Location identification items

>>>

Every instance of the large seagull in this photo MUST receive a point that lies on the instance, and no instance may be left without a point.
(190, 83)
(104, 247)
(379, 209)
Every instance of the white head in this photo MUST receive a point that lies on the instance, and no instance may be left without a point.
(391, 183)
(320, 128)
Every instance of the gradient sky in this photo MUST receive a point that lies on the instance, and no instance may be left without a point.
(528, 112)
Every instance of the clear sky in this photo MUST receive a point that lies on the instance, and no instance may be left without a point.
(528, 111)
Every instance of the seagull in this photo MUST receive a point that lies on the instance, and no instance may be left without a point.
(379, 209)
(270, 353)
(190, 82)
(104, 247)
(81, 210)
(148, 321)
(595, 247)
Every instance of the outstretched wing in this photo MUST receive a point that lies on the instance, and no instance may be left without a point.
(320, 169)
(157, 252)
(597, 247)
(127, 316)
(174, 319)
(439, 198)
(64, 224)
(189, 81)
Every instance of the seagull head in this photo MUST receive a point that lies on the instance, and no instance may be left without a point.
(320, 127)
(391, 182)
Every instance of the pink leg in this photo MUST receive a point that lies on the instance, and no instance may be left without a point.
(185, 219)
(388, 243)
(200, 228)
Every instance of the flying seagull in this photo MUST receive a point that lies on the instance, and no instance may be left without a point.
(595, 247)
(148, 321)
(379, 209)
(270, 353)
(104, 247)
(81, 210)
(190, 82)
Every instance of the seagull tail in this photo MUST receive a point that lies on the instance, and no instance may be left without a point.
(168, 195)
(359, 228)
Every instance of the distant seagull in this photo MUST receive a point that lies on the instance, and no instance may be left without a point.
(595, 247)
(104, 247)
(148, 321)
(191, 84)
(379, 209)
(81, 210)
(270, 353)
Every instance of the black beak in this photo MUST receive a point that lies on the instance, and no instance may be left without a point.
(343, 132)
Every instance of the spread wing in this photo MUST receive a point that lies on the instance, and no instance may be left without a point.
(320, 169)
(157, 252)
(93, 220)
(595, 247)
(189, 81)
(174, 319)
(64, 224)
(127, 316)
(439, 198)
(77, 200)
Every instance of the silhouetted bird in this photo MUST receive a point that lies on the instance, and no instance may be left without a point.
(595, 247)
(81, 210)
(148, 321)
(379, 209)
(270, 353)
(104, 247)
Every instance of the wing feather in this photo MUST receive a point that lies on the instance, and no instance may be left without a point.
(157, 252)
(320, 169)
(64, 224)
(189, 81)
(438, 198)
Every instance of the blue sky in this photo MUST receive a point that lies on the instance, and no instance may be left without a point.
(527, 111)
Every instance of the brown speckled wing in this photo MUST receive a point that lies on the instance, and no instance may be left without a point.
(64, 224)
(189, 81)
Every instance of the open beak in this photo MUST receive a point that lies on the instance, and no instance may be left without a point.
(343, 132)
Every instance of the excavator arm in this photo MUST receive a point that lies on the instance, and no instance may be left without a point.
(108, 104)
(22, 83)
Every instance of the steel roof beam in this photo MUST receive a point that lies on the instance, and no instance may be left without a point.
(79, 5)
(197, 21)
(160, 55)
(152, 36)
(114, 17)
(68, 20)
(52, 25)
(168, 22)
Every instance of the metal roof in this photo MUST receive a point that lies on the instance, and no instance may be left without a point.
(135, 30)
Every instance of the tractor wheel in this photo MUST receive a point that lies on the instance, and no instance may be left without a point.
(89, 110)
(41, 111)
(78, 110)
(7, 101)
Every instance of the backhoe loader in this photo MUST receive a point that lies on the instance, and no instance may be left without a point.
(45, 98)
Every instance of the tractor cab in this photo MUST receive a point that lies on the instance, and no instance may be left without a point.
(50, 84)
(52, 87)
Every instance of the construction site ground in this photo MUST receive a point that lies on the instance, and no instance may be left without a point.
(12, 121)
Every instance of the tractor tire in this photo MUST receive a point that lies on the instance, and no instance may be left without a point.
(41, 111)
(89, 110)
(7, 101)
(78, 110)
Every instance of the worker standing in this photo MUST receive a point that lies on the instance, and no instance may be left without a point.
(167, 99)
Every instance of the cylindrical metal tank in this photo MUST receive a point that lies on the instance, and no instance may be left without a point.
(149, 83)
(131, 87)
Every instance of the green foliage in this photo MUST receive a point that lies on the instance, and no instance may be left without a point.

<<<

▸ WHAT THIS TASK INVOLVES:
Give all of the entries again, word for word.

▸ SOLUTION FOR THIS PROBLEM:
Every instance of the large seagull in this photo MUST receive a point that lies on the instance, and no instance may be left without a point.
(190, 83)
(104, 247)
(379, 209)
Every instance of the white head in this photo MUST receive a point that lies on the instance, and no instance may be left without a point.
(391, 183)
(320, 128)
Every instance of the gradient sky in this photo MUST receive a point that lies on the instance, and no instance may be left without a point.
(528, 112)
Every instance of the clear sky in this photo MUST receive a point that lies on the instance, and no instance may be left without a point.
(528, 111)
Every instance of the seagull in this photo MUST receive a point that lies on the instance, and no instance may be left without a point.
(379, 209)
(270, 353)
(190, 82)
(104, 247)
(81, 210)
(148, 321)
(595, 247)
Every instance of the outstretched wing in this photo MUST receive a point that lies on the instance, and no instance may be left without a point.
(320, 169)
(157, 252)
(597, 247)
(127, 316)
(174, 319)
(439, 198)
(64, 224)
(189, 81)
Every instance of the seagull head in this photo MUST receive a point that lies on the instance, and no instance may be left without a point.
(320, 127)
(391, 182)
Every instance of the pink leg in this photo MUST receive a point that lies on the instance, and no instance may be left without a point.
(185, 219)
(388, 243)
(200, 228)
Every instance of the flying seagull in this photo MUST receive a point that lies on the instance, and no instance may be left without a point.
(595, 247)
(148, 321)
(379, 209)
(270, 353)
(104, 247)
(81, 210)
(190, 82)
Every instance of the seagull tail in this photo MUST receive a point that lies on the instance, and no instance may be left without a point.
(168, 195)
(359, 228)
Every instance of the distant seagull in this photo MUST receive a point that lies on the instance, and no instance may be left without a point.
(595, 247)
(104, 247)
(148, 321)
(191, 84)
(379, 209)
(81, 210)
(270, 353)
Every instance of the black beak in this photo MUST receive a point that lies on the instance, and no instance may be left without a point.
(343, 132)
Every instance of the spread wing in this photo MUST receive a point that lies on the instance, and no instance may be left without a point.
(320, 169)
(157, 252)
(93, 220)
(595, 247)
(189, 81)
(174, 319)
(64, 224)
(127, 316)
(439, 198)
(77, 200)
Every instance of the silhouetted bird in this photo MUST receive a point that lies on the instance, and no instance may be left without a point.
(595, 247)
(81, 210)
(148, 321)
(379, 209)
(270, 353)
(104, 247)
Every instance of the wing feather in this photo MUST receive a point that lies on the instance, and no instance may be left without a point.
(157, 252)
(320, 169)
(64, 224)
(189, 81)
(438, 198)
Every instance of the blue sky in this photo MUST receive a point that lies on the instance, and no instance may be left without a point.
(527, 111)
Every instance of the brown speckled wing in this photo MUST receive a point that lies on the instance, and no instance may be left without a point.
(64, 224)
(189, 81)
Every instance of the open beak in this photo MUST receive a point that lies on the instance, and no instance may be left without a point.
(343, 132)
Every instance of the excavator arm in this photo MUST receive a point that lies on the instance, and no instance may be left without a point.
(108, 104)
(22, 83)
Every instance of the steel roof beam in this photo MUST receive a point that lies on the instance, and no instance may be left without a point.
(79, 5)
(197, 21)
(160, 55)
(152, 36)
(114, 17)
(68, 20)
(52, 25)
(168, 22)
Every instance of the metal roof in this photo MUST receive a point that lies on the instance, and no instance may be left without a point.
(135, 30)
Every instance of the tractor wheel in this photo MUST receive a point that lies on the instance, and no instance may be left without a point.
(89, 110)
(41, 111)
(78, 110)
(7, 101)
Every instance of the backhoe loader in this photo MUST receive a point that lies on the instance, and no instance may be left without a point.
(45, 98)
Every instance of the tractor cab in this photo MUST receive a point that lies on the instance, and no instance may be left without a point.
(50, 84)
(52, 87)
Every instance of the construction site ground in this photo MUST receive a point that lies on the instance, and no instance may be left without a point.
(12, 121)
Every instance of the tractor tire in this photo MUST receive a point that lies on the instance, and no instance may be left without a point.
(41, 111)
(89, 110)
(7, 101)
(78, 110)
Every instance of the worker standing in this photo MUST receive a point that lies on the instance, and no instance may be left without a point.
(167, 99)
Every instance of the cylindrical metal tank in this photo MUST receive a point that lies on the instance, and no instance may be left without a point.
(149, 83)
(131, 87)
Every instance of the green foliage in this photo MUST receive a point that lies on the instance, and no instance may be left without a point.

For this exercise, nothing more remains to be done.